- Prompt -
Collect every line of the records that contains the word "stone", and write each one out in full. Case counts.

- Records for processing -
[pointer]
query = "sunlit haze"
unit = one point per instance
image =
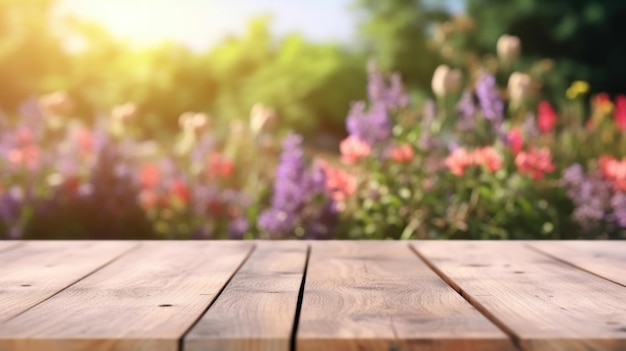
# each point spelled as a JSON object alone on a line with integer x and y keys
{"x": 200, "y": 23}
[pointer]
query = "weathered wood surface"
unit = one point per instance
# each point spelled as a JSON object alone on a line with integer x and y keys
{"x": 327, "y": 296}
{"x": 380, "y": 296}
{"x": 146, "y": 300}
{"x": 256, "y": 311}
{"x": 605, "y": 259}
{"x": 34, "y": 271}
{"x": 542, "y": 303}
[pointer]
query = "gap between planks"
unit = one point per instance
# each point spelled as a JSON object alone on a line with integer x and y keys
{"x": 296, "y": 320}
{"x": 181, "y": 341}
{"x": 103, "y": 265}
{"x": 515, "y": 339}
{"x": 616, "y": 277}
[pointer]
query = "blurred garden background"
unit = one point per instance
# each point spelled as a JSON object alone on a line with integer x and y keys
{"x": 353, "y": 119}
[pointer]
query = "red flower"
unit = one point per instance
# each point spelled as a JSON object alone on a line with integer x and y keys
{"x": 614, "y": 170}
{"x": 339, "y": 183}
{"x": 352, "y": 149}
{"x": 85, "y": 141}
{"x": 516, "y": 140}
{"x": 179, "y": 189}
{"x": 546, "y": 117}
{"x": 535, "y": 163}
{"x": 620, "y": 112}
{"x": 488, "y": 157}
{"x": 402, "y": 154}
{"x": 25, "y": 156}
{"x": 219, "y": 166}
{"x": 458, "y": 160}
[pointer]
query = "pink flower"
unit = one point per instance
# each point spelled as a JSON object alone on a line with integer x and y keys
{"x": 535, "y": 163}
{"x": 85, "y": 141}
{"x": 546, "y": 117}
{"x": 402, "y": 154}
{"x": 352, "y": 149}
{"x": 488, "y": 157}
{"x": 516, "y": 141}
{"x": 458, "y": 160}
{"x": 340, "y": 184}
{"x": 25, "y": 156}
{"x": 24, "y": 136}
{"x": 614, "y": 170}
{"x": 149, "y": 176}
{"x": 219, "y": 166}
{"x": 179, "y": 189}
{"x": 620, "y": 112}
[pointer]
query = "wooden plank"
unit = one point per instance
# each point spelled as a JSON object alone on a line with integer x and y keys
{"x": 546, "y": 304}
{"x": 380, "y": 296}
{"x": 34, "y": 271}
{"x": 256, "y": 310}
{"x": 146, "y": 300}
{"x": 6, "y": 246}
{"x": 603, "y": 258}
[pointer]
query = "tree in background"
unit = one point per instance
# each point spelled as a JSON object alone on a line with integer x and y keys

==

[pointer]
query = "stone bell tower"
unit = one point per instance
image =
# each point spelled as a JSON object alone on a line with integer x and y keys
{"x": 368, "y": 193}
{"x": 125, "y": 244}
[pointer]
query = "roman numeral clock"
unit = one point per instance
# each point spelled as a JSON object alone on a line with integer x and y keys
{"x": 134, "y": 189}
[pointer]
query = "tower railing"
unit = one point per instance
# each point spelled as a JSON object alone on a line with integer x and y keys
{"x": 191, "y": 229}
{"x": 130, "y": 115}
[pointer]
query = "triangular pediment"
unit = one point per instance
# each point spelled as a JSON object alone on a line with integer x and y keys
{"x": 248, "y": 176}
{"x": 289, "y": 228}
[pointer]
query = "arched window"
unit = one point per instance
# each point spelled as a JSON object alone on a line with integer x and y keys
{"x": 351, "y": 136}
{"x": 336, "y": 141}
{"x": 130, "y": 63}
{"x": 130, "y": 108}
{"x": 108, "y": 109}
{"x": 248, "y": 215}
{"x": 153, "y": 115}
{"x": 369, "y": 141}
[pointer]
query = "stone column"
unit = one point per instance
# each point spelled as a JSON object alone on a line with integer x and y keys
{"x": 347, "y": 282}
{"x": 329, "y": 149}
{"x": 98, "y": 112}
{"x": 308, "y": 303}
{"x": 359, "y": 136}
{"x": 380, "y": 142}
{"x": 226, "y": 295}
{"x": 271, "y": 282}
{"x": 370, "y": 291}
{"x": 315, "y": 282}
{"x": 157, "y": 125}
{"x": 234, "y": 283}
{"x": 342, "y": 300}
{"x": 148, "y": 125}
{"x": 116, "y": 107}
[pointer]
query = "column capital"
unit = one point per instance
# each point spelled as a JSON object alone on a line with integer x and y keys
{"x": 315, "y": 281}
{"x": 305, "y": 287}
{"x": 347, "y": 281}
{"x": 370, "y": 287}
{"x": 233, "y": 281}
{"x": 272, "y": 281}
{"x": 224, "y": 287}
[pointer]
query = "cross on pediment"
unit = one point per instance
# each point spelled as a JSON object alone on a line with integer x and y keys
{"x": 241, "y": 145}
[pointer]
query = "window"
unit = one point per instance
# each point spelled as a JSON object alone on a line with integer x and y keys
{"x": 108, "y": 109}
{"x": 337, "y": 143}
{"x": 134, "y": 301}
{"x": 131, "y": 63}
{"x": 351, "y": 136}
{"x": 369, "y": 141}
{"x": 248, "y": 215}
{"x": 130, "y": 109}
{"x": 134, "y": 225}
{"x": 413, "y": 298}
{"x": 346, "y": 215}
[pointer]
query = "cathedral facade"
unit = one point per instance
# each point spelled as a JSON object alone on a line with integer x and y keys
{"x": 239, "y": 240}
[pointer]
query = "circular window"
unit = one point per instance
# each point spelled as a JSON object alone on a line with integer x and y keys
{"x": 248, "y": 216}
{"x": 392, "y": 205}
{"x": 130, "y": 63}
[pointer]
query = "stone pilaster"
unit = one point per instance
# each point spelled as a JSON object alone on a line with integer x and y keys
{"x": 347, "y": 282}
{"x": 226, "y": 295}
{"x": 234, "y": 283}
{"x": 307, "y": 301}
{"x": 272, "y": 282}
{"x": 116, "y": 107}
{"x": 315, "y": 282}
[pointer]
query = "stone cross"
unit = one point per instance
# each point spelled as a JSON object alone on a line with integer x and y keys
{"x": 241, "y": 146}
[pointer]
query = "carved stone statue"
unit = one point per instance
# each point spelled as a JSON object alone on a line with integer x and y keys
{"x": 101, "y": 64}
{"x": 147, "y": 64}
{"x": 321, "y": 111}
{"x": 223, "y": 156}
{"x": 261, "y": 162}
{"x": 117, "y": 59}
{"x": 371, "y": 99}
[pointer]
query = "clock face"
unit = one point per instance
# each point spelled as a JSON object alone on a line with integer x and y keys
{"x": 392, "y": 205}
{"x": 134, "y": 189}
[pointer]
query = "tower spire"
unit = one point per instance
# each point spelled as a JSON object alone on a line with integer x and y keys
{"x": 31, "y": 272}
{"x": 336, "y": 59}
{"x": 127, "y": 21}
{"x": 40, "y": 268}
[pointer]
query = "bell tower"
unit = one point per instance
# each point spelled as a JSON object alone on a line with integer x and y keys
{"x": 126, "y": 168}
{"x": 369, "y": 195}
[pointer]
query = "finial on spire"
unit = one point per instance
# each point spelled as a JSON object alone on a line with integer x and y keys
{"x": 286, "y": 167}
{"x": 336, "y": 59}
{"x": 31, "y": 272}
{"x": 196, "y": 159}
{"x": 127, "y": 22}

- Output for this task -
query = "stone bell tower"
query = "stone column"
query = "stone pilaster"
query = "stone cross"
query = "carved stone statue"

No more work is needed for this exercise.